> _DIRECTIVE_
Output the lines that follow exactly as they are.

* START EXTRACTED DATA *

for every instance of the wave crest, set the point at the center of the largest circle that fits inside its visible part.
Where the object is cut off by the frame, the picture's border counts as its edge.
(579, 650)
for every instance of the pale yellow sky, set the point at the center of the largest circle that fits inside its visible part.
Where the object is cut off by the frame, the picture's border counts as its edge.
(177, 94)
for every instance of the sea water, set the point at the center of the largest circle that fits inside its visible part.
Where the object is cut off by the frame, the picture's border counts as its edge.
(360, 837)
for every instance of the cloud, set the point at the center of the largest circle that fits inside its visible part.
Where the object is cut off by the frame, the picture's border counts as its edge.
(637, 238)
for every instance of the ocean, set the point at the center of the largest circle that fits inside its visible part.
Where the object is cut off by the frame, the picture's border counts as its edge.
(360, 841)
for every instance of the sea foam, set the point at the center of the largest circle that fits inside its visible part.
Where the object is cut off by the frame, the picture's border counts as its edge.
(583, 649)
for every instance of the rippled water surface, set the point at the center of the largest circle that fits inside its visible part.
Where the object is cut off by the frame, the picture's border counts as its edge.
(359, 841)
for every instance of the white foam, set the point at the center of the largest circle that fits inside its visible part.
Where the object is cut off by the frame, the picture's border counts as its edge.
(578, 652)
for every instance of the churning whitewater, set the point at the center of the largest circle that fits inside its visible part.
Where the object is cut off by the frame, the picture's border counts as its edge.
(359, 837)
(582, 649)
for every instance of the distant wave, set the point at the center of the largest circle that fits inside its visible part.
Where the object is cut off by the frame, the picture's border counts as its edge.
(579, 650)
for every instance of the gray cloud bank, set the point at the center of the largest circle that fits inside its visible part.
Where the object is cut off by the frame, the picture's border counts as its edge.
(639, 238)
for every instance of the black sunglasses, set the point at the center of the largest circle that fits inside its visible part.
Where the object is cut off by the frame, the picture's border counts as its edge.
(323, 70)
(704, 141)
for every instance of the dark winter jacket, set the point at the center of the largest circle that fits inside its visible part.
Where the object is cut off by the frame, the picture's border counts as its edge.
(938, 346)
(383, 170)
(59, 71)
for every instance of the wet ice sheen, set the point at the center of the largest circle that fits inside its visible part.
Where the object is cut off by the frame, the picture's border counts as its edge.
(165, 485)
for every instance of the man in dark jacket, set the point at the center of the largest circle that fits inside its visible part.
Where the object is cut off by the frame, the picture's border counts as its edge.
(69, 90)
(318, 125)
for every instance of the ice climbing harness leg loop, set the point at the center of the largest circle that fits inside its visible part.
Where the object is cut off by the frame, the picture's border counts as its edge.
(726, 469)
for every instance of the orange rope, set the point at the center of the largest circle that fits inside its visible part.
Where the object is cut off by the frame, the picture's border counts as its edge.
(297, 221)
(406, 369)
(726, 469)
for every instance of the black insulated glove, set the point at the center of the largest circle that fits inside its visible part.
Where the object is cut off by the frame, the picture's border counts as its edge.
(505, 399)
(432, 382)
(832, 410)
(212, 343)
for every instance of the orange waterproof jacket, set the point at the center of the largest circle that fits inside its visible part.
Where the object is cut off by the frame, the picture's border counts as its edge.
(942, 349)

* END EXTRACTED DATA *

> _RESPONSE_
for every instance of the wave crest, set the point at the center of the largest circle that fits inside its visible part.
Where the object is cut off by the frame, the picture's border counts as its edge.
(579, 650)
for every instance of the pale yellow sky, set the point at the center of the largest circle that fits inside its visible part.
Where the object is cut off by the frame, the picture's border counts as its edge.
(177, 94)
for every instance of the sea water, set the point at the center of the largest circle that fits inside its visible part.
Where the object is cut off by the frame, the picture's border counts as its edge.
(360, 837)
for every instance of the cloud, set the point at the center of the largest circle that fits inside its visible part.
Where the object is cut off by the frame, the picture's border counts as its edge.
(637, 238)
for every instance of the ocean, set the point at the center of the largest circle that fits inside its visible part.
Where the object is cut off by the frame, the picture's border counts as its edge.
(360, 841)
for every instance of the sea foam, set the point at the center of the largest circle that fits inside its visible part.
Where the object is cut off by the frame, the picture's border counts as its edge.
(583, 649)
for every instance of the rippled water surface, set the point at the center of the largest circle that fits inside its visible part.
Where the object is cut off by the frame, the picture's border counts as its edge.
(359, 841)
for every instance of the white foam, set the point at the center of the largest circle that fits inside its visible part.
Where the object is cut off by the frame, the picture's border counts as its edge.
(578, 652)
for every instance of the churning whitewater, set the point at the center of the largest circle that fits inside its visible part.
Where the object is cut off by the frame, the picture's border counts as its edge.
(359, 837)
(582, 649)
for every instance of the distant wave, set the point at the center of the largest circle that fits inside its visible part.
Where the object is cut off by the frame, the picture's border counts as its edge.
(579, 650)
for every instance of the gray cloud bank, set the point at the center of the largest circle that fits inside its visible part.
Where the object is cut off by the frame, the picture's border counts as its edge.
(639, 238)
for every instance of the black sunglasses, set the point at the center of the largest circle that fits inside its visible part.
Where the object is cut off by the frame, the picture's border counts as its edge.
(323, 70)
(704, 141)
for every instance of the dark winter jacket, set the point at the center of the largest circle that fits inside its visible part.
Where the object is cut off by the frame, the picture's border counts as its edge.
(938, 346)
(383, 170)
(59, 71)
for every instance of the wet ice sheen, set the point at the center of the largest circle that fits inside its visible part.
Where the object is cut off by the frame, the picture's border counts as its edge.
(165, 485)
for every instance of the man in dark jacket, set the point at the center of the largest circle that fits inside its visible part.
Where the object is cut off by the frame, the picture's border counts as its edge.
(69, 90)
(318, 125)
for every instance of the ice climbing harness leg loop, set the point at the center of the largest circle that fits inside its visible part.
Where the object is cut off by the frame, the picture's border counts as its edge.
(726, 469)
for every instance of the orange rope, set the point at the center of the largest circle that fits inside its visible part.
Where the object is cut off by the frame, the picture's border counts as its edge.
(297, 221)
(406, 369)
(726, 469)
for every instance of the black insulated glove, set the point at the center of the largest circle that fits inside its visible part.
Where the object is cut off by the frame, the picture's border counts as its edge.
(505, 399)
(432, 382)
(832, 410)
(212, 343)
for every instance of the orange waterproof jacket, set the point at the center of the largest circle that fits inside its visible part.
Where the object is cut off by the frame, the picture's border counts as its edge.
(942, 349)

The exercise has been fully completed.